- **REQUIREMENT**
From the first line of the data below through the line holding "Target: fireplace mantel", write out each line exactly as it stands.

- **Natural language region descriptions**
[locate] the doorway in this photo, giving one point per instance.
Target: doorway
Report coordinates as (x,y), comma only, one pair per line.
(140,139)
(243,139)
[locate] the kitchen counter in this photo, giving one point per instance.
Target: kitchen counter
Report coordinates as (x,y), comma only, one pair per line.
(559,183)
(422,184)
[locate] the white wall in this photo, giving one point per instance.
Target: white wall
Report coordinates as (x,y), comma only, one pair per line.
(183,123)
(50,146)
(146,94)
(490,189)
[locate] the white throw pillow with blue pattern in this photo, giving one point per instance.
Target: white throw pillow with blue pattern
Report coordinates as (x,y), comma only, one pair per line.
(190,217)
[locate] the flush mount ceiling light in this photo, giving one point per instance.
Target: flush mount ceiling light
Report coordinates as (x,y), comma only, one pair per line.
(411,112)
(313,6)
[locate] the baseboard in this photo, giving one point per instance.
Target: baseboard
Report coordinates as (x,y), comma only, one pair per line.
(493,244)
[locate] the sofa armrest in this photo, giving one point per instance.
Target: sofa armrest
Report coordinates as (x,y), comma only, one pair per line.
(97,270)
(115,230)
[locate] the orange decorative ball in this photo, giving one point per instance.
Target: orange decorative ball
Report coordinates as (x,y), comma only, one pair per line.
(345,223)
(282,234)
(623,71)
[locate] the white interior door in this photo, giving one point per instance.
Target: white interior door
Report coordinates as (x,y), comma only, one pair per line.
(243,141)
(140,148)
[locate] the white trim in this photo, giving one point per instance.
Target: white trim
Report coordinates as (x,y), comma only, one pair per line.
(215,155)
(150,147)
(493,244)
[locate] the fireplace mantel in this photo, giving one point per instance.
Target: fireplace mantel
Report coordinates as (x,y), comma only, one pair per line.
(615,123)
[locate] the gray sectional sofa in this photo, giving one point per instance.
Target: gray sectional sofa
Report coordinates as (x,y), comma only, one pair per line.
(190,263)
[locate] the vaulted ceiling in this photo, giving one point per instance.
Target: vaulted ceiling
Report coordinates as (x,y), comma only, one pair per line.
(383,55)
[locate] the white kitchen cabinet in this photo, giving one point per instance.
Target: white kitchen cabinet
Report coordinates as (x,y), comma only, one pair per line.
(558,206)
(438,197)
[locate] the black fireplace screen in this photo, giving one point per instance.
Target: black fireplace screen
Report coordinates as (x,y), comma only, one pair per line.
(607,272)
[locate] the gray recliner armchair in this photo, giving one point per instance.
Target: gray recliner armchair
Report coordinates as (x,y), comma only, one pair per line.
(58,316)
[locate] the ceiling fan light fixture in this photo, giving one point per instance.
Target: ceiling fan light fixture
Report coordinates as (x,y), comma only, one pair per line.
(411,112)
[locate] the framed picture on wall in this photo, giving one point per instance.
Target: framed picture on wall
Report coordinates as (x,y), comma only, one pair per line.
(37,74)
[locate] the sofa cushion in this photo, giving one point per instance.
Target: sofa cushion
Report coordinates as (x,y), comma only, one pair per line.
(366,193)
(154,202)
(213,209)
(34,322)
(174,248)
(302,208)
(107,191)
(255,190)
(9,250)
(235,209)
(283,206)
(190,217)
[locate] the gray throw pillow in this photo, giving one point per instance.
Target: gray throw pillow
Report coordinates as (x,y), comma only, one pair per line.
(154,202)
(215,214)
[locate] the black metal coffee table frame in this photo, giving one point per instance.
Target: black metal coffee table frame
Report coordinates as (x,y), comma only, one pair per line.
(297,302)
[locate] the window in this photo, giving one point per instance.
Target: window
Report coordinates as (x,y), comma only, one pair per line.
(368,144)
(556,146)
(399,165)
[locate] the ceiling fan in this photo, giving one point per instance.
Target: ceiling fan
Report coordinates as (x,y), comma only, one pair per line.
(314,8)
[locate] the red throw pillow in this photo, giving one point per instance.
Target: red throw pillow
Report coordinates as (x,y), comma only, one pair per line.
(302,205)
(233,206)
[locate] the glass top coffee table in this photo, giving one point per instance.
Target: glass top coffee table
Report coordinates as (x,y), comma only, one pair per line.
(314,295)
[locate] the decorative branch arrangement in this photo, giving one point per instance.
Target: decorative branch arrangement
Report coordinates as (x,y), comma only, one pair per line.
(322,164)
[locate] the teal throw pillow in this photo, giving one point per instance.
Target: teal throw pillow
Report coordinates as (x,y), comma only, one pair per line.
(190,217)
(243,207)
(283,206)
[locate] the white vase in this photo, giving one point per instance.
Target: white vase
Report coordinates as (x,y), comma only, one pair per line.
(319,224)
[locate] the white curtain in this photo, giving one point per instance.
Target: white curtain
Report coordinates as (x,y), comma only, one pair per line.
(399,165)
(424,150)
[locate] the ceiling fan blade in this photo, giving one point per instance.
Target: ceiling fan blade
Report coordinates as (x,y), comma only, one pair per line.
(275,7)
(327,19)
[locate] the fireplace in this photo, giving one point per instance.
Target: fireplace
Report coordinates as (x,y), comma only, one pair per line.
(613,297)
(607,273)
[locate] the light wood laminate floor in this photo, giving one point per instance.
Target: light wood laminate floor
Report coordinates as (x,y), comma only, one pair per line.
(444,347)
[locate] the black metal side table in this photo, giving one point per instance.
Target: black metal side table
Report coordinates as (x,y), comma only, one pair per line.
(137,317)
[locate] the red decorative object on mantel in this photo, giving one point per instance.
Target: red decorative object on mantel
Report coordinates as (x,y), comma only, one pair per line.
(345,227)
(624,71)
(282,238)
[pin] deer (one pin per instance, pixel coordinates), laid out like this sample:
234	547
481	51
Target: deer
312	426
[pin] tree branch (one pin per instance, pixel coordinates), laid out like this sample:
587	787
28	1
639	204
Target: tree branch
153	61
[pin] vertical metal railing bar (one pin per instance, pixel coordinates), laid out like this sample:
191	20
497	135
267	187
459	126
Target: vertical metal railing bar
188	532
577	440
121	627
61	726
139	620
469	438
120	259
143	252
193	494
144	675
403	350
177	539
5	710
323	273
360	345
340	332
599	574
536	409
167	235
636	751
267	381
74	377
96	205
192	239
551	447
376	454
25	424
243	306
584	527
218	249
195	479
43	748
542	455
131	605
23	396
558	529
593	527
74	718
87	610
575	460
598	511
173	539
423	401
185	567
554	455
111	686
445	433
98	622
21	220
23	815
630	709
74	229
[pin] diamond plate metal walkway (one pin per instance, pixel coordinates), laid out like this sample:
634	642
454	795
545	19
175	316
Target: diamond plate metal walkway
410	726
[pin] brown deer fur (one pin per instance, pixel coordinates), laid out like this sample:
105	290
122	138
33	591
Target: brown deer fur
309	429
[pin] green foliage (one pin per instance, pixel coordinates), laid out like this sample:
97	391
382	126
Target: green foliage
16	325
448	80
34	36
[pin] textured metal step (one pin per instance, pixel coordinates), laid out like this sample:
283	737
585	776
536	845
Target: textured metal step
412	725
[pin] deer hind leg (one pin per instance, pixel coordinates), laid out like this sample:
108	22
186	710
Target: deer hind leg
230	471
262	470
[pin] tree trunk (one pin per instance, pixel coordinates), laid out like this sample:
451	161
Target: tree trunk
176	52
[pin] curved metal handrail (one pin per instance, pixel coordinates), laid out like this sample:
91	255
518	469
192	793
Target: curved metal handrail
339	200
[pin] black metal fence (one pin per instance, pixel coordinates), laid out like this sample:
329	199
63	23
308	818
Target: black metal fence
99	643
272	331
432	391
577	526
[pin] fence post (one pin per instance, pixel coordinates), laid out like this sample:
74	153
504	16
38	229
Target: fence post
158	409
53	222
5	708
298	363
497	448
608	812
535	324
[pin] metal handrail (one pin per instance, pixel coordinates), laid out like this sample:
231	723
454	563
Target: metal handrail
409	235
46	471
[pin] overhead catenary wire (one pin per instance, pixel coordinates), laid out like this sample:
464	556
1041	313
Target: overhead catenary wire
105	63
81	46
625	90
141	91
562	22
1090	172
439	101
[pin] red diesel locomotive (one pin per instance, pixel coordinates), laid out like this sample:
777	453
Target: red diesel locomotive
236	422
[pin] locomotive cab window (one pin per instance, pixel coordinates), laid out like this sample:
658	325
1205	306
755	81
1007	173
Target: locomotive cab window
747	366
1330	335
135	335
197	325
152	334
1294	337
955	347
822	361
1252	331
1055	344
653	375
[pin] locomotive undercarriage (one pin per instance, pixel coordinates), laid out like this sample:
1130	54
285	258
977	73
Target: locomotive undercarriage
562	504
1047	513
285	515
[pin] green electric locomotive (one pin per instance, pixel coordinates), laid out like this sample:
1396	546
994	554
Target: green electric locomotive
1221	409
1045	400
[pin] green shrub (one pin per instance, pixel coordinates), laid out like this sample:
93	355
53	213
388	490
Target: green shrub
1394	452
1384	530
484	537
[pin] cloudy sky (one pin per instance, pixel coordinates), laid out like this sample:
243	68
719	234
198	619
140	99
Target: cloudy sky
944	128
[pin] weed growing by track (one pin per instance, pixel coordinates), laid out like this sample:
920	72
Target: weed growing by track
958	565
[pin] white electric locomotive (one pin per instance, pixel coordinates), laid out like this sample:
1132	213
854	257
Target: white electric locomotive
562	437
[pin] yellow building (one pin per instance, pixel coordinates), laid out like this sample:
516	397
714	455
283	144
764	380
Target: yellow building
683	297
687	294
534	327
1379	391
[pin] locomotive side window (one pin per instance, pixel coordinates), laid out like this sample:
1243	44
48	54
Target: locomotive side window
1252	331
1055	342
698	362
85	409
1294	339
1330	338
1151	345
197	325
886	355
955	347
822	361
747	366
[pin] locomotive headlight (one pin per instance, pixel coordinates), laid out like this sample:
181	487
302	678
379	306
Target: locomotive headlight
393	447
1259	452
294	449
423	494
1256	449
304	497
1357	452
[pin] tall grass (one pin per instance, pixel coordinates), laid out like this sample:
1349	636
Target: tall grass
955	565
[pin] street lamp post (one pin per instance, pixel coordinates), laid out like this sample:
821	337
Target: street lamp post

- **SOLUTION FOR THIS EXERCISE**
[locate] the doorway in this photo, giving one point per instance.
Target: doorway
Report coordinates as (x,y), comma only, one pair per line.
(140,139)
(243,139)
[locate] the kitchen counter in this photo, giving one point per instance.
Target: kitchen counter
Report coordinates as (x,y), comma only, one pair per line.
(559,183)
(422,184)
[locate] the white wall in this photo, giving one point per instance.
Target: white wall
Report coordinates as (x,y), comma only, one pair per line.
(183,123)
(50,146)
(146,94)
(490,189)
[locate] the white throw pillow with blue pattern in this photo, giving one point per instance.
Target: white throw pillow with blue pattern
Report coordinates as (x,y), comma only, one pair per line.
(190,217)
[locate] the flush mount ceiling light in this photo, giving one point per instance.
Target: flush mount ceiling light
Report coordinates as (x,y), comma only, one pair per line.
(411,112)
(313,6)
[locate] the baseboard in this photo, giving one point per instance.
Target: baseboard
Report coordinates as (x,y), comma only, one pair per line.
(493,244)
[locate] the sofa armrest in this photo, giving one point per instance.
Target: sofa armrest
Report coordinates as (x,y), comma only, one pair per line.
(97,270)
(115,230)
[locate] the orange decorative ball in this photo, giving one point per instance.
Target: orange decorative ball
Report coordinates as (x,y), comma only, one pair per line.
(345,223)
(282,234)
(623,71)
[locate] the white interior door in this photo, giving one point per instance.
Target: white interior door
Report coordinates as (x,y), comma only, one pair per line.
(243,141)
(140,148)
[locate] the white trim in this photo, giving one point per instance.
Target: white trim
Report coordinates as (x,y), comma only, one pair per line.
(215,155)
(150,147)
(493,244)
[locate] the fireplace mantel in this photo, giving one point per instance.
Target: fireplace mantel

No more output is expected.